Exactly as written, return every line of the data below.

Material shown
= Beginning of Section =
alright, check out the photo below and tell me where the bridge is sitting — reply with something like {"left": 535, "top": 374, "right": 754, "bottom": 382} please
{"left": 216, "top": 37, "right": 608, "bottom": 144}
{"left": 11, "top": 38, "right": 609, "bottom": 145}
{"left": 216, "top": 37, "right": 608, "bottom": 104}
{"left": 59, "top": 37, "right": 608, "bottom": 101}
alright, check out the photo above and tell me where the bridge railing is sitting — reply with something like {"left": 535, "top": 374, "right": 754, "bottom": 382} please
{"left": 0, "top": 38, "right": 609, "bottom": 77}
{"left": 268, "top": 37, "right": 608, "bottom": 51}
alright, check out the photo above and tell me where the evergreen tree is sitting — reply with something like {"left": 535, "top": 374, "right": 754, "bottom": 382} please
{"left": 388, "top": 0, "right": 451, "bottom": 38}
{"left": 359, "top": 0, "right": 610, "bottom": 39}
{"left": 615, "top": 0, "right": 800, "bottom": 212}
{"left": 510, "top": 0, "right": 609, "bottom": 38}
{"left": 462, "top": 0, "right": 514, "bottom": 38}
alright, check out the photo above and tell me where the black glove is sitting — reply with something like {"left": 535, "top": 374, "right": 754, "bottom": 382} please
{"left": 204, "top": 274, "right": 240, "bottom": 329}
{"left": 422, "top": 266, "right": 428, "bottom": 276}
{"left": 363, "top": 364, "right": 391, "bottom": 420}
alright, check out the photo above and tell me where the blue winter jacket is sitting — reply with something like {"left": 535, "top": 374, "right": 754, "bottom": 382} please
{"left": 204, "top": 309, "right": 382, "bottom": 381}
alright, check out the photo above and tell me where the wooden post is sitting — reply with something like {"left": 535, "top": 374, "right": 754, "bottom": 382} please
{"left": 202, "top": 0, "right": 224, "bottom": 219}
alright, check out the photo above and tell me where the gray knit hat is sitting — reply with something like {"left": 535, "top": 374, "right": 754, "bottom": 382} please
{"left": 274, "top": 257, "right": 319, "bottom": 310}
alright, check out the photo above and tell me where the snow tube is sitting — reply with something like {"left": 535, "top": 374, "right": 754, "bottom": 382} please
= End of Section =
Task result
alright, check out the photo below and tell me where the bridge is sitting — reply with something like {"left": 535, "top": 374, "right": 754, "bottom": 382} please
{"left": 216, "top": 37, "right": 608, "bottom": 144}
{"left": 11, "top": 38, "right": 609, "bottom": 145}
{"left": 216, "top": 37, "right": 608, "bottom": 104}
{"left": 59, "top": 37, "right": 608, "bottom": 101}
alright, check out the photo above and tell me where the bridge railing is sitting — reply with something like {"left": 535, "top": 374, "right": 754, "bottom": 382} please
{"left": 0, "top": 38, "right": 609, "bottom": 77}
{"left": 268, "top": 37, "right": 608, "bottom": 51}
alright, check out the photo above and tell me where the evergreen tree is sitting — reply with something like {"left": 535, "top": 374, "right": 754, "bottom": 382} please
{"left": 388, "top": 0, "right": 451, "bottom": 38}
{"left": 359, "top": 0, "right": 610, "bottom": 39}
{"left": 615, "top": 0, "right": 800, "bottom": 212}
{"left": 510, "top": 0, "right": 609, "bottom": 38}
{"left": 462, "top": 0, "right": 514, "bottom": 38}
alright, check out the photo above and tell me where the black glove is sitting — reply with something like {"left": 535, "top": 374, "right": 754, "bottom": 382} please
{"left": 204, "top": 274, "right": 240, "bottom": 329}
{"left": 422, "top": 266, "right": 428, "bottom": 276}
{"left": 363, "top": 364, "right": 391, "bottom": 420}
alright, check out the photo above and tell me where the blue winter jacket is sitting — reply with something like {"left": 535, "top": 374, "right": 754, "bottom": 382} please
{"left": 204, "top": 309, "right": 382, "bottom": 381}
alright, check out the photo above and tell me where the wooden post is sitting — reply with something like {"left": 535, "top": 374, "right": 754, "bottom": 382} please
{"left": 202, "top": 0, "right": 224, "bottom": 219}
alright, check out the photo above and tell me where the gray knit hat is sitting — reply with something like {"left": 535, "top": 374, "right": 754, "bottom": 382} please
{"left": 274, "top": 257, "right": 319, "bottom": 310}
alright, check out the photo above and tell me where the snow tube is sitting — reply with something like {"left": 535, "top": 374, "right": 754, "bottom": 382} please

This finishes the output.